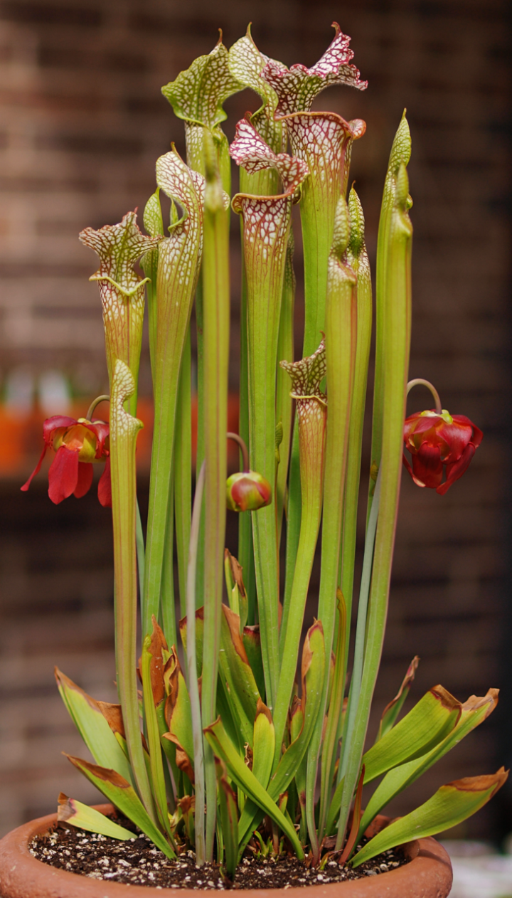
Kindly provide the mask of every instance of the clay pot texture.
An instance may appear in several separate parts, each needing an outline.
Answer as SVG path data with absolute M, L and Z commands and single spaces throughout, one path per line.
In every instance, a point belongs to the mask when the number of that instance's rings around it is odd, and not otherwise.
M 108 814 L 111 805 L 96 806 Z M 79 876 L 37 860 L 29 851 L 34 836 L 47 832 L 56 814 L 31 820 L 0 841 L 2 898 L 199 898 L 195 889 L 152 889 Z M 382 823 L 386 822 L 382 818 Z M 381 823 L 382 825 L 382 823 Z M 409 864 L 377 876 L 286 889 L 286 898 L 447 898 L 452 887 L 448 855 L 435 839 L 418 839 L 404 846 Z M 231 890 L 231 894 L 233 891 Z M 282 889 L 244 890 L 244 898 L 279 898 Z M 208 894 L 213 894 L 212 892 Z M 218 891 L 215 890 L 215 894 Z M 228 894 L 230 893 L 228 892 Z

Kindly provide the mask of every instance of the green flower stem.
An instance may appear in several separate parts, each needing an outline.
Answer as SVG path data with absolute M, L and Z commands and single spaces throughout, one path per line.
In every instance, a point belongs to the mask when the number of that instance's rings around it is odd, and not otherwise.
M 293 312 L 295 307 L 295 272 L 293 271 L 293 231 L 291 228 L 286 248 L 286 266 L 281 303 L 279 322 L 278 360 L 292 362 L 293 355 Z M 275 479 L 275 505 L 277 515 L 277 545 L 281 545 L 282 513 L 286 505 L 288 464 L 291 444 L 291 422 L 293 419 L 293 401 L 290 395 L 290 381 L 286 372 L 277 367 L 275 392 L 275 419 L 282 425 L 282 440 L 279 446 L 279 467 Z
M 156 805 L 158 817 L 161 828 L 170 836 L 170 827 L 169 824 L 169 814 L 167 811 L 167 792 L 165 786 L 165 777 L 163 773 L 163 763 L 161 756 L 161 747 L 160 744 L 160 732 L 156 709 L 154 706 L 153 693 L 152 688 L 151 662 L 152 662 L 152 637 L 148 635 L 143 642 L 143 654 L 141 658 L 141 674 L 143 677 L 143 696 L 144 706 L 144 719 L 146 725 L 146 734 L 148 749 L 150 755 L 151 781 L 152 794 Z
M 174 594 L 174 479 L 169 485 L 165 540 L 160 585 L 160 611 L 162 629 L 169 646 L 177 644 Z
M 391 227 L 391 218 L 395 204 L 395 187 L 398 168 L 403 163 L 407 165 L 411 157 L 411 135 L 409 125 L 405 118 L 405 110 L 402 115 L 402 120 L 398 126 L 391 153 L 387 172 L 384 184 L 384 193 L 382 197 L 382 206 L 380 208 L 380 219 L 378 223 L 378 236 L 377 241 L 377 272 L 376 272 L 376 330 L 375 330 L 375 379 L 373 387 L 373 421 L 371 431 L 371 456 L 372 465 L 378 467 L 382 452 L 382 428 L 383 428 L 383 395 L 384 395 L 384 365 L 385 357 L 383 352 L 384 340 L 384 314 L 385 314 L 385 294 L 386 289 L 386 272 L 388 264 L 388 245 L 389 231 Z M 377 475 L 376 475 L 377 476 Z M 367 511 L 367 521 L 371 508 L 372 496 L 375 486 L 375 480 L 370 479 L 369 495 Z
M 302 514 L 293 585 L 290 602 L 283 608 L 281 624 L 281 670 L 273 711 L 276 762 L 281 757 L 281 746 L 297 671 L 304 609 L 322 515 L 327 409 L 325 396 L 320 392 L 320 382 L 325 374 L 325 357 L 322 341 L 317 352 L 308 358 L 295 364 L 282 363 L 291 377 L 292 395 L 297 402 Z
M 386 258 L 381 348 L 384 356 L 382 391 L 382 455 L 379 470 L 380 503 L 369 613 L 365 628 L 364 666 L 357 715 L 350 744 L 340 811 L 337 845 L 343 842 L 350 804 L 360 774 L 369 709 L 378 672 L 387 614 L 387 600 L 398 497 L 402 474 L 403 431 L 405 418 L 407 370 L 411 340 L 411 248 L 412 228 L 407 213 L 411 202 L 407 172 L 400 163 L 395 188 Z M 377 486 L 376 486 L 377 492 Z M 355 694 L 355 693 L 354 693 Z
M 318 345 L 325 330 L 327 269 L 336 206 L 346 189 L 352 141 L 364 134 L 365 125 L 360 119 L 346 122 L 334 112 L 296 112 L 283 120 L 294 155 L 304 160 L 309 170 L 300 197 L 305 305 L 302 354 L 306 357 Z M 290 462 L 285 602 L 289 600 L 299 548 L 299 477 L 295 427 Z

☆ ☆ ☆ ☆

**Task brief**
Reproduce the part of the listing above that opens with the line containing "Kindly provide the mask of every instance of the green" and closes with the line containing "M 293 312 L", both lines included, and nothing else.

**Result of this exercise**
Kindly provide the mask of every instance of the green flower stem.
An instance may appear in several separate parts, each needing an outline.
Answer as SVG path data with absolute M, L and Z commands and single spaces throughout, one path per line.
In every instance, a point belongs to the mask when the number of that instance's rings around it is odd, and not otherwise.
M 293 312 L 295 307 L 295 272 L 293 271 L 293 231 L 291 228 L 286 248 L 286 266 L 281 303 L 279 322 L 278 360 L 292 362 L 293 355 Z M 275 479 L 275 505 L 277 515 L 277 545 L 281 545 L 282 513 L 286 505 L 288 464 L 291 444 L 291 422 L 293 419 L 293 401 L 290 395 L 290 381 L 286 372 L 277 367 L 275 392 L 275 419 L 282 425 L 282 440 L 279 446 L 279 467 Z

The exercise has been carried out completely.